> _Task brief_
Retype the records in full, and please keep the pictures out of the copy.
Input for this task below:
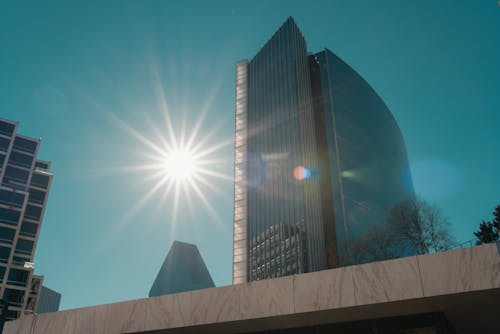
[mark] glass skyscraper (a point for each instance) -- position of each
(24, 188)
(183, 270)
(318, 160)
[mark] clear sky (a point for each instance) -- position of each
(91, 78)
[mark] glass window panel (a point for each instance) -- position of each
(29, 229)
(4, 254)
(33, 212)
(9, 216)
(24, 246)
(18, 277)
(20, 159)
(14, 297)
(41, 164)
(39, 180)
(16, 174)
(7, 234)
(11, 198)
(37, 196)
(25, 145)
(6, 128)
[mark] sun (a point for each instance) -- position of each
(180, 165)
(178, 162)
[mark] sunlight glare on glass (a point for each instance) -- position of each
(180, 165)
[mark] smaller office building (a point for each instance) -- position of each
(182, 270)
(48, 301)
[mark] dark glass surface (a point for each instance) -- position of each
(9, 216)
(41, 164)
(20, 159)
(367, 158)
(281, 137)
(25, 145)
(4, 254)
(18, 277)
(7, 234)
(11, 198)
(40, 181)
(33, 212)
(16, 174)
(14, 297)
(6, 128)
(4, 144)
(24, 246)
(37, 196)
(29, 229)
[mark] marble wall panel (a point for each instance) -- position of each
(324, 290)
(159, 313)
(121, 317)
(215, 305)
(387, 281)
(460, 270)
(181, 309)
(266, 298)
(22, 325)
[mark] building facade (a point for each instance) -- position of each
(49, 301)
(24, 188)
(182, 270)
(317, 151)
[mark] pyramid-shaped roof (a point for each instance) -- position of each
(182, 270)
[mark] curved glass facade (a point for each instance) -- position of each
(365, 153)
(319, 159)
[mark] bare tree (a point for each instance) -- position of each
(422, 225)
(412, 226)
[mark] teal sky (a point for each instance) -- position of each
(69, 70)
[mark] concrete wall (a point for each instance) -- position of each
(459, 283)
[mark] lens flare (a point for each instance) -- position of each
(301, 173)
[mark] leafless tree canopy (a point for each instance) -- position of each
(412, 226)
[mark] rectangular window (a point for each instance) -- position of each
(19, 159)
(29, 229)
(18, 277)
(33, 212)
(41, 164)
(4, 144)
(11, 198)
(36, 196)
(4, 254)
(19, 260)
(6, 128)
(9, 216)
(40, 181)
(7, 234)
(14, 297)
(18, 175)
(24, 246)
(25, 145)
End of Input for this task.
> _Task response_
[mark] glass skyscraper (a point for each instance) -- position of each
(24, 188)
(183, 270)
(318, 160)
[mark] clear sky (a point for each instance) -- position of each
(91, 78)
[mark] glass window panel (a point for each instance) -- position of each
(29, 229)
(4, 254)
(33, 212)
(9, 216)
(24, 246)
(18, 277)
(20, 159)
(14, 297)
(41, 164)
(39, 180)
(16, 174)
(7, 234)
(11, 198)
(37, 196)
(25, 145)
(6, 128)
[mark] sun (a point for each instance) -- position of each
(180, 165)
(178, 162)
[mark] sunlight glare on glass (a point for each instance) -- position of each
(180, 165)
[mark] smaller office building (a point for each instance) -- position of each
(182, 270)
(48, 301)
[mark] dark glass surface (a point for each instance) -- position of each
(9, 216)
(41, 164)
(20, 159)
(367, 158)
(281, 137)
(25, 145)
(4, 254)
(18, 277)
(7, 234)
(11, 198)
(40, 181)
(33, 212)
(16, 174)
(14, 297)
(6, 128)
(4, 144)
(24, 246)
(37, 196)
(29, 229)
[mark] marble wall panel (a point for each instance) -- position of each
(324, 290)
(159, 313)
(121, 317)
(215, 305)
(387, 281)
(460, 270)
(181, 309)
(266, 298)
(22, 325)
[mark] building facade (a point for each instance) -- position of each
(49, 301)
(24, 188)
(182, 270)
(317, 151)
[mark] pyramid-shaped roof (a point for each instance) -- position of each
(182, 270)
[mark] curved glass facade (a point for each instance) -- position of each
(365, 153)
(319, 159)
[mark] bare tree (a point for each instance) -- position of each
(422, 225)
(412, 226)
[mark] teal sky (a point for each instance) -- position of each
(69, 70)
[mark] concrete wall (a point for each instance) -- position of each
(459, 283)
[mark] lens flare (a point for each instance) -- position of each
(301, 173)
[mark] leafless tree canopy (a point for each instance) -- position of each
(412, 226)
[mark] rectangular window (a point for each instance) -- position of each
(19, 159)
(29, 229)
(18, 277)
(33, 212)
(41, 164)
(4, 144)
(11, 198)
(36, 196)
(4, 254)
(19, 260)
(6, 128)
(9, 216)
(40, 181)
(7, 234)
(14, 297)
(18, 175)
(24, 246)
(25, 145)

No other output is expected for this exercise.